Please copy every line of the material below word for word, leaving out the pictures.

====== Records for the task ======

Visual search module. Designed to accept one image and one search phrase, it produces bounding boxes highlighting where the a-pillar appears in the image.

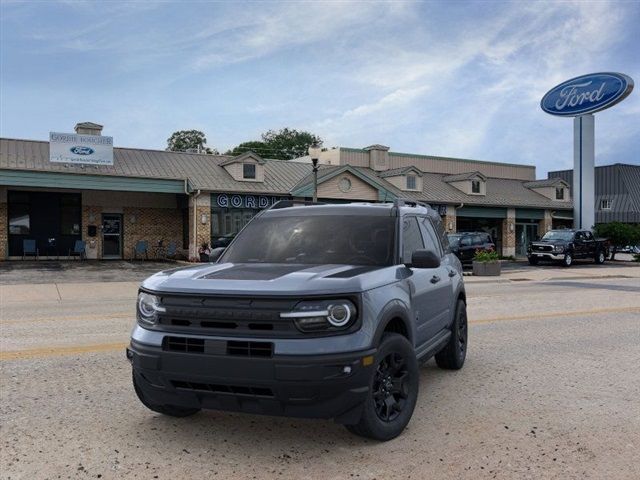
[502,208,516,257]
[443,205,458,233]
[189,193,211,260]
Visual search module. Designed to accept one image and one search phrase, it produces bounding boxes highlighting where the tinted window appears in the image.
[220,215,395,266]
[402,217,424,263]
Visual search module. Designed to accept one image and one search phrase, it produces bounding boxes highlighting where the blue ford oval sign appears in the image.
[69,146,95,155]
[540,72,633,117]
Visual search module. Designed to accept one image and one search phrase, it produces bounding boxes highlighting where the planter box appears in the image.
[473,260,500,277]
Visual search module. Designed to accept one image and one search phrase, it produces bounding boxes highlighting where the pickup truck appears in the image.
[527,230,609,267]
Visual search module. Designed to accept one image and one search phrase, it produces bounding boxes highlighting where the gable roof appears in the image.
[378,166,422,178]
[218,150,265,167]
[442,172,487,183]
[524,177,569,188]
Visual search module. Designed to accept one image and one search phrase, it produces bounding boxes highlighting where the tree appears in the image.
[594,222,640,260]
[227,128,322,160]
[225,140,270,157]
[167,130,218,154]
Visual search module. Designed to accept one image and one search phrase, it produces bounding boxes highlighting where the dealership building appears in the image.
[0,122,572,260]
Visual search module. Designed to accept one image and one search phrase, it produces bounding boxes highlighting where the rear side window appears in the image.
[420,218,442,258]
[402,217,424,263]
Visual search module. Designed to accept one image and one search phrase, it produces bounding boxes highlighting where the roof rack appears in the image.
[393,198,431,208]
[267,199,326,210]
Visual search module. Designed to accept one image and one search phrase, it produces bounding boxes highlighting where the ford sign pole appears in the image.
[540,72,633,229]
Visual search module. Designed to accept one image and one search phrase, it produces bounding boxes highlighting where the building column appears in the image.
[443,205,458,233]
[0,188,9,262]
[538,210,553,237]
[189,193,211,261]
[502,208,516,257]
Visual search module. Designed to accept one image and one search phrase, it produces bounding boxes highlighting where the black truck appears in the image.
[527,230,609,267]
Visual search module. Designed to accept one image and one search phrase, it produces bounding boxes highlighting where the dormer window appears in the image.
[242,163,256,180]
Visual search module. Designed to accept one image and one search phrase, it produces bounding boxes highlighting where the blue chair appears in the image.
[69,240,87,260]
[22,240,40,260]
[165,242,178,258]
[133,240,149,260]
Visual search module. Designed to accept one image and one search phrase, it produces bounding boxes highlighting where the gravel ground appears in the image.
[0,270,640,479]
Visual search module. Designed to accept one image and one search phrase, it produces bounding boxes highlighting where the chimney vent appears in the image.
[75,122,102,136]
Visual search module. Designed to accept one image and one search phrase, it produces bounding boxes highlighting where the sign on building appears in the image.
[49,132,113,165]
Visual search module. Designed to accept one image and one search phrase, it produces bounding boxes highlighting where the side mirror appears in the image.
[209,247,226,263]
[407,250,440,268]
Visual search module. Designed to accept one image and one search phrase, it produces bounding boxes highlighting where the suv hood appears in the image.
[141,263,406,295]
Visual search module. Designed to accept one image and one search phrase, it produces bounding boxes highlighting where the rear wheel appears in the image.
[132,372,200,417]
[436,300,468,370]
[346,333,419,441]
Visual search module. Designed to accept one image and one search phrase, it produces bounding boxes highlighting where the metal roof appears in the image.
[0,138,311,195]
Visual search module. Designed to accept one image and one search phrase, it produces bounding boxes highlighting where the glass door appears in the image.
[102,213,122,259]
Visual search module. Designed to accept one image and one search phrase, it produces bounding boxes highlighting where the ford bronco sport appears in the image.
[127,200,467,440]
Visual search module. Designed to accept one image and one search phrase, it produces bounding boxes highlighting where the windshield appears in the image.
[542,230,573,242]
[447,235,462,247]
[220,215,395,266]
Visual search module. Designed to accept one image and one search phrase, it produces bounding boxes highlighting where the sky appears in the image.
[0,0,640,178]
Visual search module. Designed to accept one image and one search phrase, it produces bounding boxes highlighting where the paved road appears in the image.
[0,268,640,479]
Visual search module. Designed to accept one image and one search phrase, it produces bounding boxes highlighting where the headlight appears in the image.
[137,292,166,326]
[280,300,357,332]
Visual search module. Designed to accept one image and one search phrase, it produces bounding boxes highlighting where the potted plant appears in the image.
[473,250,500,276]
[198,242,211,263]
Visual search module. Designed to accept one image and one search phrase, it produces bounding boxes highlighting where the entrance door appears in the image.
[516,223,538,257]
[102,213,122,259]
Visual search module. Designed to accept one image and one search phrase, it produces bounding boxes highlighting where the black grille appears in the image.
[171,380,274,397]
[227,341,273,357]
[164,337,204,353]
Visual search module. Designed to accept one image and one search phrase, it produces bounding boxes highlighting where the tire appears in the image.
[132,372,200,417]
[346,333,420,441]
[436,300,469,370]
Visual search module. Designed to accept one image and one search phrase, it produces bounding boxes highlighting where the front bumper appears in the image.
[527,252,565,262]
[127,340,375,424]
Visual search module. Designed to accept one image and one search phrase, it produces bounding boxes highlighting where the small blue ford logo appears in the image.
[69,146,95,155]
[540,72,633,117]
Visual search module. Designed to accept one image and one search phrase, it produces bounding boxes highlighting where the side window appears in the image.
[420,217,442,258]
[402,217,424,263]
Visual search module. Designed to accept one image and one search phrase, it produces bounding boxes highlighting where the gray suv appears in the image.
[127,200,467,440]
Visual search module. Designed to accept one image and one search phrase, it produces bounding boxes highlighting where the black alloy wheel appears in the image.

======

- Task answer -
Visual search module. Designed to accept one image and one search phrase, it produces bounding boxes highlighting where the a-pillar appears in the image.

[502,208,516,257]
[443,205,458,233]
[189,193,211,260]
Visual search module. Designed to accept one image and one search phrase, it produces bounding boxes highlighting where the tinted window appears in the image.
[220,215,395,266]
[402,217,424,263]
Visual search module. Designed to accept one image and one search phrase, it produces bounding boxes highlighting where the blue ford oval sign appears in the image.
[69,146,95,155]
[540,72,633,117]
Visual search module. Designed to accept one image and one search phrase, it produces bounding boxes highlighting where the planter box appears in the image.
[473,260,500,277]
Visual search module. Designed to accept one image and one search phrase, it produces bounding boxes highlighting where the pickup truck appears in the image.
[527,230,609,267]
Visual search module. Designed to accept one image and one search phrase, it produces bounding boxes highlighting where the gable roof appears in the image.
[378,166,422,178]
[218,150,265,167]
[442,172,487,183]
[524,177,569,188]
Visual search module. Designed to accept one image and one search phrase, it produces bounding boxes highlighting where the tree appears in the image.
[594,222,640,260]
[227,128,322,160]
[225,140,270,157]
[167,130,218,154]
Visual search module. Designed to accept one image and one search phrase, it produces bounding boxes highlighting where the dealership building appears in the image.
[0,122,572,260]
Visual search module. Designed to accept one image and one search phrase, it produces bounding boxes highlighting where the rear side window appears in the image.
[420,218,442,258]
[402,217,424,263]
Visual search module. Designed to accept one image and one search phrase, it produces bounding boxes highlighting where the roof rack appears in the image.
[393,198,431,208]
[267,199,326,210]
Visual search module. Designed to accept one image and one search phrase, it produces bounding boxes highlighting where the ford sign pole appears in the image.
[540,72,633,229]
Visual search module. Designed to accept one image and one search phrase, it produces bounding boxes highlighting where the building column appears in the image.
[443,205,458,233]
[0,188,9,262]
[538,210,553,237]
[189,193,211,261]
[502,208,516,257]
Visual search module. Designed to accept one image and one search phrase, it produces bounding boxes highlighting where the black truck appears in the image.
[527,230,609,267]
Visual search module. Designed to accept one image and one search phrase, it produces bounding boxes highlighting where the dormer window appears in the image.
[242,163,256,180]
Visual search module. Designed to accept one image and one search phrase, it produces bounding boxes highlighting where the blue chair appears in the image.
[69,240,87,260]
[22,240,40,260]
[165,242,178,258]
[133,240,149,260]
Visual search module. Designed to accept one image and one search phrase, it produces bounding boxes highlighting where the gravel ground appears in the image.
[0,270,640,479]
Visual search module. Designed to accept one image and one search phrase, it produces bounding boxes highlighting where the chimney vent appears in the image.
[75,122,102,136]
Visual search module. Designed to accept one image and one search phrase, it produces bounding boxes highlighting where the sign on building appears in the image.
[49,132,113,165]
Visual search module. Designed to accept one image and one search phrase, it produces bounding boxes highlighting where the side mirror appears in the image.
[209,247,226,263]
[407,250,440,268]
Visual search module. Designed to accept one image and one search phrase, it produces bounding boxes highlighting where the suv hood appears in the image.
[141,263,406,295]
Visual search module. Designed to accept one image and one search phrase, it produces bounding boxes highlighting where the rear wheel appears in the image.
[132,372,200,417]
[436,300,468,370]
[346,333,419,441]
Visual search module. Designed to accept one image and one search phrase, it produces bounding boxes highlighting where the metal roof appears in the image.
[0,138,311,195]
Visual search module. Designed to accept one image and one search phrase, it produces bounding boxes highlighting where the glass door appears in the image.
[102,213,122,259]
Visual search module. Designed to accept one image and one search phrase, it produces bounding boxes highlighting where the ford bronco sport appears in the image.
[127,200,467,440]
Visual search module. Designed to accept one image and one search phrase, it produces bounding boxes highlighting where the windshield appears in the image.
[542,230,573,242]
[447,235,462,247]
[220,215,395,266]
Visual search module. Designed to accept one image and one search phrase, it produces bounding boxes highlighting where the sky appears in the image.
[0,0,640,178]
Visual search module. Designed to accept one image and one search phrase, it produces bounding boxes highlighting where the paved road appears in the image.
[0,268,640,479]
Visual search module. Designed to accept one image and one search phrase, it produces bounding boxes highlighting where the headlight appears in the image.
[137,292,166,326]
[280,300,357,332]
Visual search module. Designed to accept one image and one search phrase, it produces bounding boxes highlighting where the potted plant appears in the image.
[473,250,500,276]
[198,242,211,263]
Visual search module. Designed to accept one image and one search phrase, it produces bounding boxes highlighting where the entrance door appears in the image.
[516,223,538,257]
[102,213,122,259]
Visual search module. Designed to accept one image and one search phrase, it produces bounding boxes highlighting where the black grille appears in the image.
[171,380,274,397]
[227,341,273,357]
[164,337,204,353]
Visual search module. Designed to accept one image and one search phrase, it produces bounding boxes highlighting where the tire appears in the image.
[132,372,200,417]
[346,333,420,441]
[436,300,469,370]
Visual search module. Designed to accept one image and one search phrase, it produces bounding boxes highlighting where the front bumper appears in the image.
[527,252,565,262]
[127,340,375,424]
Visual search module. Designed to accept one image and one search phrase, it produces bounding boxes highlighting where the small blue ford logo appears in the image.
[69,146,95,155]
[540,72,633,117]
Visual search module. Designed to accept one image and one search phrase, it produces bounding boxes highlighting where the side window appears in the image.
[420,217,442,258]
[402,217,424,263]
Visual search module. Designed to accept one image and one search phrase, it produces bounding boxes highlighting where the gray suv appears in the image.
[127,200,467,440]
Visual search module. Designed to accept one image and one search phrase, it produces bounding boxes highlighting where the black alloy wheel appears in the image.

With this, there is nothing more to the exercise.